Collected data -

* * * * * * *

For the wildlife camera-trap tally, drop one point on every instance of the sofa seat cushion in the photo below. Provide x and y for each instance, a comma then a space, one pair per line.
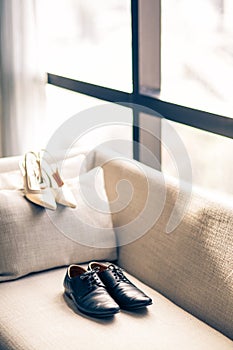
36, 315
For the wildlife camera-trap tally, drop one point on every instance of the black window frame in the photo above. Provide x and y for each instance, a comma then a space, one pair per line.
210, 122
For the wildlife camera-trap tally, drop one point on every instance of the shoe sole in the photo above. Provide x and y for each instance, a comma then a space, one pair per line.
107, 314
135, 307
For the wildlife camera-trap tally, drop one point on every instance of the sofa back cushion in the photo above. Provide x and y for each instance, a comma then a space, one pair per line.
34, 239
193, 265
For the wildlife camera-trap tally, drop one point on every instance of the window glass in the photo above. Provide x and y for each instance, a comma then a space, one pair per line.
197, 54
210, 156
88, 40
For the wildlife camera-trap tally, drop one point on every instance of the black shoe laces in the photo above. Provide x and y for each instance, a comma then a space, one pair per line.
118, 273
92, 278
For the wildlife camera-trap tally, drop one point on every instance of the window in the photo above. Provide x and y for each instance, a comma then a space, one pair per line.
181, 69
88, 41
197, 54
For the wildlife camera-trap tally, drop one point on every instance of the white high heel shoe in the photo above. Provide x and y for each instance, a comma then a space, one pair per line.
62, 193
34, 190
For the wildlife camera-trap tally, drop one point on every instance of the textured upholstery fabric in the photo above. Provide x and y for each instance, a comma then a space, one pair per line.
193, 265
36, 316
34, 239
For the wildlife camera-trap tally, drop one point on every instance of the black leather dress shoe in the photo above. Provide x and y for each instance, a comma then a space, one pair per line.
125, 293
88, 292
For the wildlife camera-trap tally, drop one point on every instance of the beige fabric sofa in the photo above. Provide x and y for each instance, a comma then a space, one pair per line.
188, 273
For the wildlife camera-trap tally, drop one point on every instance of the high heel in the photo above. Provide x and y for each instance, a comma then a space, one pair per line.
34, 189
61, 191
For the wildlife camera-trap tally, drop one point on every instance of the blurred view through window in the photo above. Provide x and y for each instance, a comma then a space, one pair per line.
197, 54
88, 40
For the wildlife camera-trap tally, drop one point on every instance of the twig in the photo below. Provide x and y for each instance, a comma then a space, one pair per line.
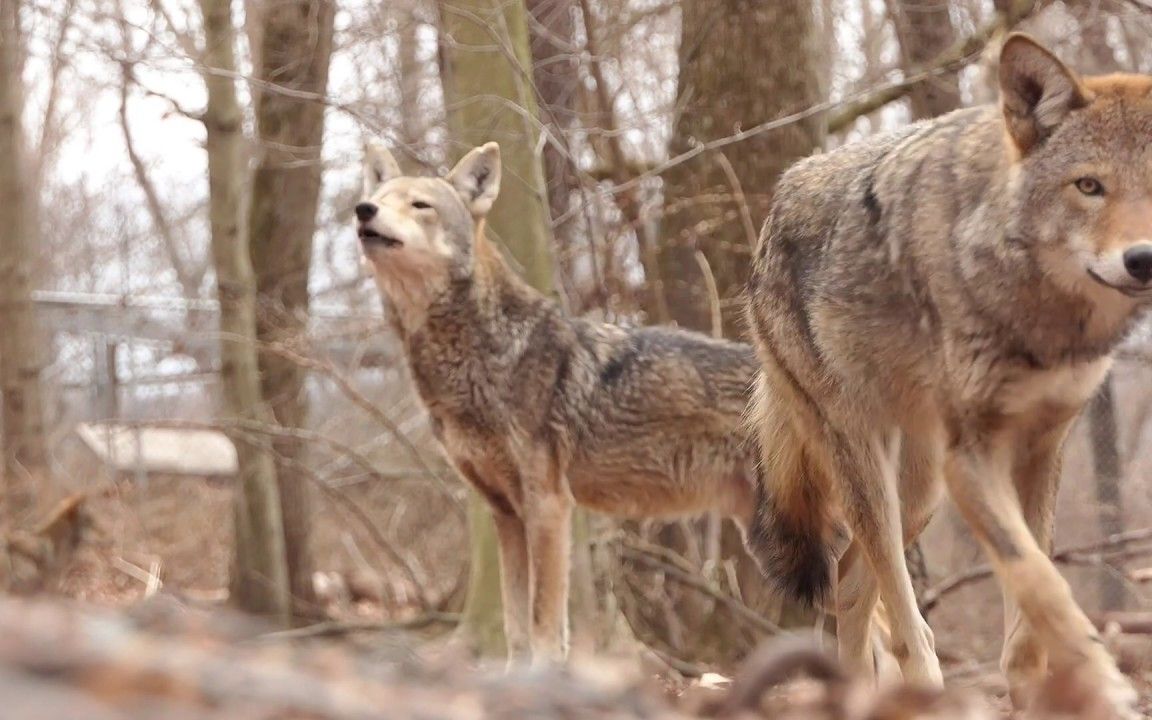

* * * * * * *

WHAT TO PRODUCE - All of the lines above should be copied exactly, apart from the pictures.

TASK RESPONSE -
For the wildlife camera-trap tally, drop one point on every instance of the sofa seat cushion in the photo below. Provide x and y for each instance, a comma then a space, one pair per line.
36, 315
For the wildlife camera-trap tally, drop one point on every instance of the black window frame in the photo above. Provide x and y for each instance, a comma then a space, one pair per line.
210, 122
For the wildlife camera-trap tally, drop one point on every instance of the shoe sole in the photo above. Provide x and y for each instance, a comma then a space, one pair per line.
107, 314
135, 307
For the wildlife camera-trap tally, drop one point on every instance of the sofa back cushion in the photo above. Provide x and y for each instance, a comma then a space, one pair per line.
34, 239
193, 265
For the wildlife camera-trap tally, drop one point on every instance of the window glass in the photo above. Provide x and y for each instance, a comma then a space, one pair per line.
197, 54
210, 156
88, 40
For the wildlife camera-trap tally, drop one point on every instance of the black shoe laces in the photo above. Provide x and y for each instance, a comma then a space, one pair per line.
118, 273
92, 278
For the wildlife camera-trap tally, drop one point on every instance of the window in the photo above. Provide x and y for each instance, a comma then a space, one pair per line.
181, 69
88, 41
197, 54
For the wildlife camera-trap tally, drop one point on every instance of the white high heel shoe in the photo above. Provide x and y for each instance, a comma then a space, one pair per line.
62, 193
34, 190
For the wildlife camera-trap tally, drop one point on every instance of the textured upholstery fabric in the photo above. Provide x and y for each instance, a comma then a space, one pair per line.
193, 265
36, 316
34, 239
For the wildlife camera-trap tally, drop one point on every instance of the black leather dress shoe in the photo above. Provide x and y for each instance, a comma then a space, one pair per line.
125, 293
88, 292
For the wildlife camera-trap tally, drop one point on every instance of the beige fabric sofa in the photo above. Provide x and y for each instance, a comma then a space, one pair per line.
188, 273
For the wildlife camera-trap tally, drop one point on every instance of the high heel in the photo above. Provide x and y for each instance, a comma then a space, one pair per line.
34, 189
61, 191
For the wildlife camera-trap tally, drop one point on every instance of the blurred view through window in the photo above. Provide x and y for each instance, a comma then a space, one pair per line.
197, 54
88, 40
For the wildlife camera-trap tally, drop one point on every instance of the twig in the photo below. Provide x and y for each instance, a comma then a space, one pair per line.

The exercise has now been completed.